# Start of Excerpted text
Peloton executives hit with insider trading lawsuit after child’s treadmill death

peloton treadmill - Ethan Miller/Getty Images
peloton treadmill - Ethan Miller/Getty Images

A group of Peloton executives have been hit with an insider trading lawsuit over claims they sold $500m (£416m) of shares while hiding treadmill safety problems that killed a child.

An investor has filed a lawsuit accusing co-founder John Foley of selling 600,000 shares worth $77m shortly before information about the safety flaws was released.

Nine other members of Peloton’s board and senior management also offloaded stock at around the same time, with the total amount sold standing at around $495m.

The lawsuit alleges that bosses knew about critical safety issues with the company’s treadmills but “utterly abdicated their fiduciary duties” in a “haste to dump stock”.

Peloton last year recalled hundreds of thousands of its Tread and Tread+ machines after a six-year-old boy was killed and dozens of others were injured.

US regulators issued a warning over the treadmills following multiple reports of people being trapped and pulled under the back of the machines.
# End of Excerpted text
# Exercise set
1 – From the article on the Peloton lawsuit, write out the stretch from "An investor has" through "others were injured." word for word.
2 – Answer these from the article on the Peloton lawsuit:
(a) How many shares did John Foley sell, and what were they worth?
(b) How old was the boy who was killed?
(c) Which two machines did Peloton recall?
The material that comes next stands apart from the article on the Peloton lawsuit.
# Start of Stored data
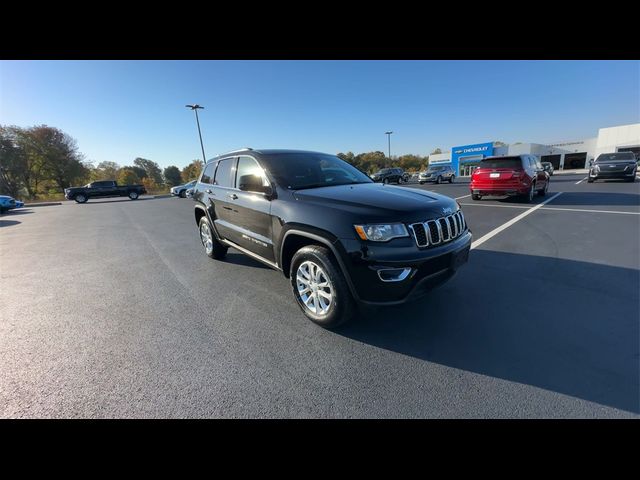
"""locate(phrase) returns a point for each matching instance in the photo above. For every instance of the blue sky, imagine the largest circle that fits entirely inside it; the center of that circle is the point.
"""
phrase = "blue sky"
(120, 110)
# End of Stored data
# Solution list
1 –
An investor has filed a lawsuit accusing co-founder John Foley of selling 600,000 shares worth $77m shortly before information about the safety flaws was released.

Nine other members of Peloton’s board and senior management also offloaded stock at around the same time, with the total amount sold standing at around $495m.

The lawsuit alleges that bosses knew about critical safety issues with the company’s treadmills but “utterly abdicated their fiduciary duties” in a “haste to dump stock”.

Peloton last year recalled hundreds of thousands of its Tread and Tread+ machines after a six-year-old boy was killed and dozens of others were injured.

2 –
(a) 600,000 shares, worth $77m
(b) Six years old
(c) The Tread and the Tread+